===== Dataset excerpts

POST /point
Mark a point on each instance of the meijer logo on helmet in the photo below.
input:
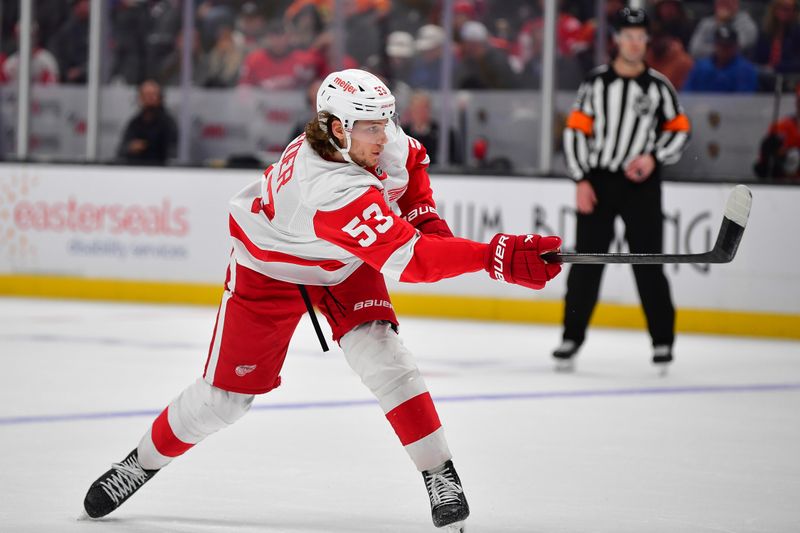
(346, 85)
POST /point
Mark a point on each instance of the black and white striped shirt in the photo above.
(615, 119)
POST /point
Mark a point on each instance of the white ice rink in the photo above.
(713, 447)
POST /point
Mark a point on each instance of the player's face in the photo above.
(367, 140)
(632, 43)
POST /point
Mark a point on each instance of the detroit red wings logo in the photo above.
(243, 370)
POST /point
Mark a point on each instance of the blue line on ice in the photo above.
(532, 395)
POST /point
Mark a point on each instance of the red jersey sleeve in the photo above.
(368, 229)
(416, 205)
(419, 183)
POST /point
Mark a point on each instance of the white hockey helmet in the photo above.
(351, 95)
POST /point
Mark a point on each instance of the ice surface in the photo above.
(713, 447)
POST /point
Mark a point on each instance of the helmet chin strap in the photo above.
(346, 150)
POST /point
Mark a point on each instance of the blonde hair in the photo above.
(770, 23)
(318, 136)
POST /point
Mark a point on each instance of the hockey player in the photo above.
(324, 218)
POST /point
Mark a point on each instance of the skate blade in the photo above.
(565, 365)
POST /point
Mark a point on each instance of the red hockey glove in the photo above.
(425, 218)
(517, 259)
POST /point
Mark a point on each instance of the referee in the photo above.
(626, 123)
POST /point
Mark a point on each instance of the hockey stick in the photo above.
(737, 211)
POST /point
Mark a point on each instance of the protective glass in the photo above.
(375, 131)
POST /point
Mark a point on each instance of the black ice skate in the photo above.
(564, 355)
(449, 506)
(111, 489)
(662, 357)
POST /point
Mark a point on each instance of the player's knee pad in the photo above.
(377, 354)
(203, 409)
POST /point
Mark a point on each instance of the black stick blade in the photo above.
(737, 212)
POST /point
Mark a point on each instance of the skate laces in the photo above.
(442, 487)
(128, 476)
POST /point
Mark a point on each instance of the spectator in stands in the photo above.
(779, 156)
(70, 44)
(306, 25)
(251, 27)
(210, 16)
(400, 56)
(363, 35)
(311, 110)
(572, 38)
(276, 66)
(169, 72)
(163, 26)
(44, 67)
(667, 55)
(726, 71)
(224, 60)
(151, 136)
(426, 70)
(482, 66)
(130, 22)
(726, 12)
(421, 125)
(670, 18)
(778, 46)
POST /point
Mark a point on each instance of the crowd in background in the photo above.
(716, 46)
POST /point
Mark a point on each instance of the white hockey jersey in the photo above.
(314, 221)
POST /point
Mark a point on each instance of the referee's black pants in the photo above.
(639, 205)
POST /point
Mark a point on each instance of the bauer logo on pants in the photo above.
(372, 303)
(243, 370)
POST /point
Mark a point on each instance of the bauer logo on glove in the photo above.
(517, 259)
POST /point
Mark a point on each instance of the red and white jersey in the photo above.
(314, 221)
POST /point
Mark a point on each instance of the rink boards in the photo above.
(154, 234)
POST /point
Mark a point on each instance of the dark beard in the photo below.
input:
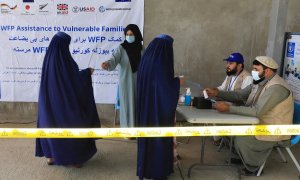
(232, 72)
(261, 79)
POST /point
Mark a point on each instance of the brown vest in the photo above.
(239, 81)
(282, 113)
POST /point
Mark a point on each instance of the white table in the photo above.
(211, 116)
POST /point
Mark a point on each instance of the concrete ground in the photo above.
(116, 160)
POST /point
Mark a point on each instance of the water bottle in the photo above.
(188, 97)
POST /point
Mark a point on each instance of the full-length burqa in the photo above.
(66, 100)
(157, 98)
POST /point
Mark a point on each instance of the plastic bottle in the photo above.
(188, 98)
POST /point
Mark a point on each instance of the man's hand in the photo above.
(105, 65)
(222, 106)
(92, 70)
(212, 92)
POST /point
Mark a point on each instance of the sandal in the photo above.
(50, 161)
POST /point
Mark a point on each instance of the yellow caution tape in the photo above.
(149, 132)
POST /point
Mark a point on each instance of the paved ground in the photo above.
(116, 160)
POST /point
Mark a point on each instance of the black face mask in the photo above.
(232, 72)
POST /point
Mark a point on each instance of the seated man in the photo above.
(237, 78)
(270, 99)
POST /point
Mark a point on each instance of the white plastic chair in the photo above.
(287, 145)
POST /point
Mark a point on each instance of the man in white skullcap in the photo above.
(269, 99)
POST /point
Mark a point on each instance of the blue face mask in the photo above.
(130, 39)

==========

Stated exercise —
Repeat the material above word for word and skip every image in it.

Solution —
POST /point
Mark a point on each instance of the meijer logo on helmet in the photo below.
input:
(346, 85)
POST /point
Mark a point on each instance of the black and white striped shirt in the photo above.
(615, 119)
POST /point
Mark a point on each instance of the white ice rink in the photo above.
(713, 447)
POST /point
Mark a point on each instance of the player's face in the photo above.
(367, 140)
(632, 43)
POST /point
Mark a point on each instance of the detroit red wings logo in the photo above.
(243, 370)
POST /point
Mark a point on each instance of the blue line on ice in the photo above.
(532, 395)
POST /point
Mark a point on each instance of the red jersey sleeve in the photo above.
(368, 229)
(416, 205)
(419, 183)
POST /point
Mark a point on each instance of the white hockey helmet in the photo above.
(351, 95)
POST /point
Mark a point on each instance of the ice surface in the photo above.
(713, 447)
POST /point
Mark a point on each instance of the helmet chin strap in the photo above.
(346, 150)
POST /point
Mark a point on each instance of the blonde hair in the photo above.
(770, 23)
(318, 136)
POST /point
Mark a point on each instance of the hockey player in the photo above.
(324, 218)
POST /point
Mark a point on each instance of the skate blade in the photo above.
(565, 365)
POST /point
Mark a point on each instance of the red hockey glove in the photo above.
(425, 218)
(517, 259)
POST /point
Mark a point on each instance of the referee in the photo above.
(626, 123)
POST /point
Mark a point on each instance of the hockey stick in the photo above.
(737, 211)
POST /point
Mark a point on each instance of the protective glass in the photo above.
(375, 131)
POST /point
Mark a point on each instance of the black ice skate in the photo above.
(564, 355)
(449, 506)
(111, 489)
(662, 357)
POST /point
Mark a point on each instance of the player's knee pad in the photo above.
(377, 354)
(203, 409)
POST /point
Mark a point on each instance of the black stick blade in the photo above.
(737, 212)
POST /point
Mark a point on each instance of the skate laces in the photo above.
(442, 487)
(128, 476)
POST /point
Mark a point on each instance of the spectator in stands in the photo above.
(779, 156)
(70, 44)
(306, 25)
(251, 27)
(210, 16)
(400, 56)
(363, 35)
(311, 110)
(572, 38)
(276, 66)
(169, 72)
(163, 26)
(44, 67)
(667, 55)
(726, 71)
(224, 60)
(151, 136)
(426, 70)
(482, 66)
(130, 22)
(726, 12)
(421, 125)
(670, 18)
(778, 46)
POST /point
Mark a point on each instance of the crowd in background in the photo above.
(716, 46)
POST /point
Mark a point on each instance of the white hockey jersey in the photo above.
(314, 221)
POST /point
Mark a point on each instance of the referee's black pants in the photo above.
(639, 205)
POST /point
Mark a point on each instance of the bauer logo on pants in the photo above.
(372, 303)
(243, 370)
POST /point
Mark a point on each instance of the bauer logo on glove in the photo above.
(517, 259)
POST /point
Mark a point on each instance of the red and white jersey in the photo above.
(314, 221)
POST /point
Mark a point on each instance of the rink boards in the photo above.
(154, 234)
POST /point
Mark a point on each instance of the dark beard in the photo below.
input:
(232, 72)
(261, 79)
POST /point
Mark a point on each instance of the brown vest in the photo above.
(239, 81)
(282, 113)
POST /point
Mark a point on each instance of the white table in the photo above.
(211, 116)
POST /point
Mark a point on each instance of the concrete ground in the photo above.
(116, 160)
POST /point
Mark a point on each instance of the water bottle in the photo above.
(188, 97)
POST /point
Mark a point on each instance of the full-length burqa in the photo above.
(66, 100)
(157, 98)
POST /point
Mark a point on each instance of the plastic bottle in the photo above.
(188, 98)
POST /point
Mark a point on each instance of the man's hand in the photo above.
(105, 65)
(222, 106)
(92, 70)
(212, 92)
POST /point
Mark a point on each instance of the sandal in the photo above.
(50, 161)
POST /point
Mark a point on each instance of the yellow caution tape in the photo above.
(149, 132)
POST /point
Mark a point on each instance of the paved ground in the photo above.
(116, 160)
POST /point
Mark a point on each instance of the black face mask in the photo above.
(232, 72)
POST /point
Mark a point on each instance of the seated man in the photo above.
(237, 78)
(270, 99)
POST /point
Mark a point on each instance of the white plastic chair in the photo above.
(287, 145)
POST /point
Mark a point on each instance of the man in white skullcap in the photo above.
(269, 99)
POST /point
Mark a point on each instance of the blue face mask in the photo above.
(130, 39)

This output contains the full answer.